> [Directive]:
Rewrite the items with "locate each instance" changed to "find every occurrence" everywhere and nothing else altered. Leave the pictures out.
Provided data start
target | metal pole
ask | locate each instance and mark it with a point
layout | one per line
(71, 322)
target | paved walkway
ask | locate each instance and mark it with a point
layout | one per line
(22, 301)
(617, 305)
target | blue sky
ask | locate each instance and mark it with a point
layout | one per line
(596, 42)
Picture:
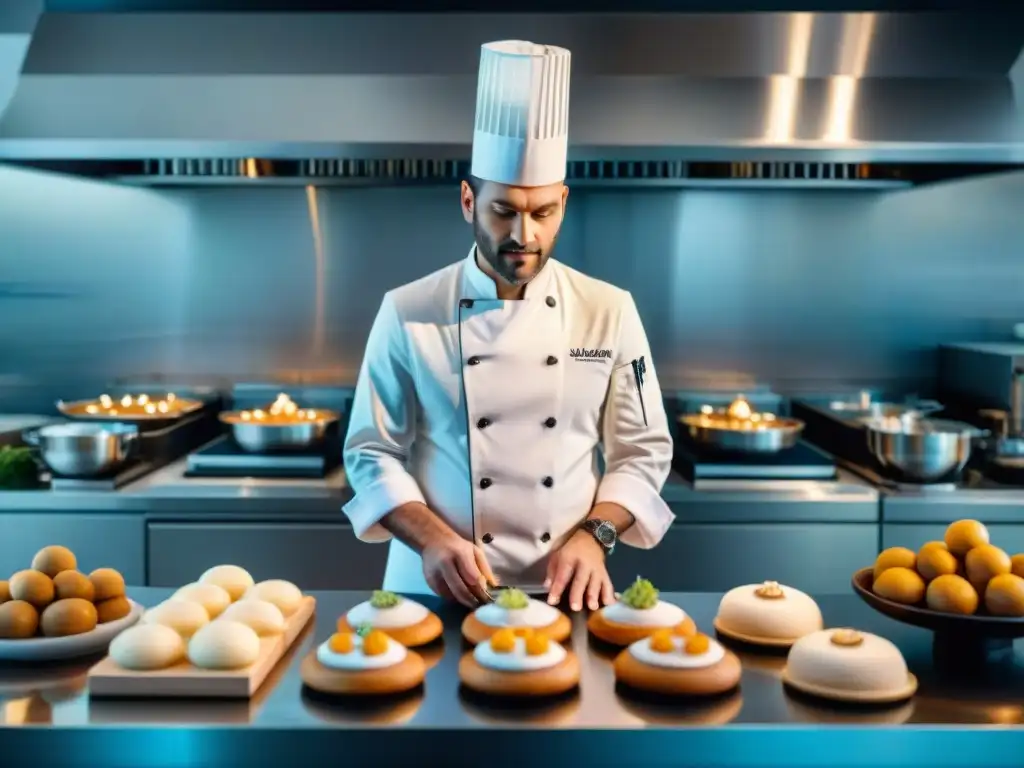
Provided data end
> [Result]:
target | metal pole
ask | find every occurrence and mark it with a point
layout | one per line
(71, 322)
target | paved walkway
ask | find every occurrence and mark it with a point
layout | one per line
(22, 301)
(617, 305)
target | blue sky
ask | find every occurrence and mark it with a point
layout | one per line
(596, 42)
Picture:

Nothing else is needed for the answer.